● **To be done**
Can you express the listing below as a JSON list of strings, with one string for each line and no blank lines?

● **Excerpted data**

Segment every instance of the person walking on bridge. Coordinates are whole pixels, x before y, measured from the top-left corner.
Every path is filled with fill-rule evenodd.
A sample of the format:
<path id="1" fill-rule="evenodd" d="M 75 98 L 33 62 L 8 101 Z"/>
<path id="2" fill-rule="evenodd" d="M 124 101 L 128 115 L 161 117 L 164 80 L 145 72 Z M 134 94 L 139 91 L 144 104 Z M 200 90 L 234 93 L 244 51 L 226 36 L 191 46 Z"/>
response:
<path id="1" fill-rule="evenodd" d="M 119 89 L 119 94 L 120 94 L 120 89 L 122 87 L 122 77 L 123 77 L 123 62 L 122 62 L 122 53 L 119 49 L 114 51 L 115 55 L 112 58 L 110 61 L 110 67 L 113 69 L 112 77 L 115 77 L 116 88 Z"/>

● **Answer in full**
[
  "Segment every instance of the person walking on bridge. Coordinates are whole pixels, x before y, measured from the top-left corner.",
  "Every path is filled with fill-rule evenodd.",
  "A sample of the format:",
  "<path id=\"1\" fill-rule=\"evenodd\" d=\"M 75 98 L 33 62 L 8 101 Z\"/>",
  "<path id=\"2\" fill-rule=\"evenodd\" d=\"M 124 101 L 128 115 L 161 117 L 164 80 L 145 72 Z M 134 94 L 139 91 L 144 104 Z M 200 90 L 234 93 L 244 51 L 226 36 L 191 46 Z\"/>",
  "response:",
  "<path id=\"1\" fill-rule=\"evenodd\" d=\"M 119 89 L 119 94 L 120 94 L 120 89 L 122 87 L 122 77 L 123 77 L 123 62 L 122 62 L 122 53 L 119 49 L 114 51 L 115 55 L 112 58 L 110 61 L 110 67 L 113 69 L 112 77 L 115 77 L 116 88 Z\"/>"
]